— SELECTED EXCERPT —

==========

The news hit like a hammer.
“I closed my eyes, and I was breathing for a second,” she said. “My other kids – my son who is 20 now and my daughter, she's 14 – looking at me to see, what I will say? How will I react?”
She took a breath.
“We are going to fight this. We're going to make sure that Alon comes home,” Ohel said. “It was either I crawl up in bed until he comes home and do nothing and cry and cry and cry – or I am fighting for him.”
The pain is still fresh, even a year later.
Ohel likes to think of the smile that beamed from Alon’s face when they met during his travels in Southeast Asia. At the Bangkok airport, he wrapped his arms around his ima.
She doesn't like to think of the videos she has seen of Hamas militants dragging her bloodied son by his hair across the ground before he disappeared.
“I cried today for about an hour. … It's right here. It's with me,” she said recently. “But it doesn't stop me from doing what I need to do to bring him home.”
Over the past year, some of the mothers who were initially reluctant to become public activists because of their private pain have joined the efforts, Leshem Gonen said.
Dahlia Scheindlin, a political analyst in Israel, said mothers as individuals have been important figures in the Israeli debate over how to handle the hostage crisis, including by their sheer drive and devotion to their children that many find relatable.
“You see how tormented they are. You see they're out there giving their entire lives to this,” Scheindlin said.
Of the original 251 hostages, more than 100 hostages have been released, most of them women and children, in exchange for 240 Palestinian prisoners and a four day-truce in November.

==========

— WHAT YOU SHOULD DO —
In the excerpt about hostages' mothers above, shorten the paragraph that begins "Of the original 251 hostages" into a single sentence that keeps its main facts.

— GIVEN MATERIAL —

==========

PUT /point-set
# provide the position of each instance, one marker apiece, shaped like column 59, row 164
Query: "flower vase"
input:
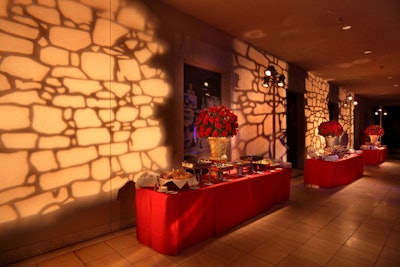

==========

— TASK ANSWER —
More than 100 of the 251 hostages, mostly women and children, were released in exchange for 240 Palestinian prisoners and a four-day truce in November.